● **The problem**: Under this line are the records; write out word for word the part that begins at the line containing "(format x=49, y=144)" and ends at the line containing "(format x=75, y=207)", and no more.

* * * * * * * * *

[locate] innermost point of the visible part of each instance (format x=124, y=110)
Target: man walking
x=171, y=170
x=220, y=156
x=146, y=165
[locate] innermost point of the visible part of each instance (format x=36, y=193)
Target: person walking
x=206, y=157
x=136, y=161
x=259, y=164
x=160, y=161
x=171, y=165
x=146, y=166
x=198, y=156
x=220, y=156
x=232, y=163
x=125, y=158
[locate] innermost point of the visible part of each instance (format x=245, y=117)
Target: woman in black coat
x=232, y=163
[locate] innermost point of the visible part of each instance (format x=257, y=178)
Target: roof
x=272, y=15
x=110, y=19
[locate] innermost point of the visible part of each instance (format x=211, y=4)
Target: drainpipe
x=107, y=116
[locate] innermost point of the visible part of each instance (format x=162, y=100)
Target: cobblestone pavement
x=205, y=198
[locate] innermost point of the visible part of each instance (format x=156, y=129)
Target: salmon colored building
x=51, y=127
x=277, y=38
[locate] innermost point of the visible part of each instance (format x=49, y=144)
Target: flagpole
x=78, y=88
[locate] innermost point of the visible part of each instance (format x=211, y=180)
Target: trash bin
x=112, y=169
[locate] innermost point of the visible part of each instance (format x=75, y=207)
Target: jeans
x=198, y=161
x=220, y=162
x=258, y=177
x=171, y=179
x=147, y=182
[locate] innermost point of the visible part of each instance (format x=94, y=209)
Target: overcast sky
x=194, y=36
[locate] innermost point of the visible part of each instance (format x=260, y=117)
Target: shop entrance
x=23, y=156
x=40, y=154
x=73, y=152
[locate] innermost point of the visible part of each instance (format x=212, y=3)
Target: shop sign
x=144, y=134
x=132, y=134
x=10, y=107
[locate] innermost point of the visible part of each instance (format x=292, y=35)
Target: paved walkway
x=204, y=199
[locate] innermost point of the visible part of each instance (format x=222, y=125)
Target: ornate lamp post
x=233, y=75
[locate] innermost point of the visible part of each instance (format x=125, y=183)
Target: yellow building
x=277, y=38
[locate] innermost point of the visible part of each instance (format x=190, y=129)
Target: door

* * * * * * * * *

● **Solution**:
[locate] innermost point of the visible part of each instance (format x=49, y=144)
Target: flagpole
x=78, y=88
[locate] innermost point of the visible part of each instance (format x=211, y=180)
Target: trash bin
x=112, y=169
[locate] innermost point of the visible part of each instance (format x=75, y=207)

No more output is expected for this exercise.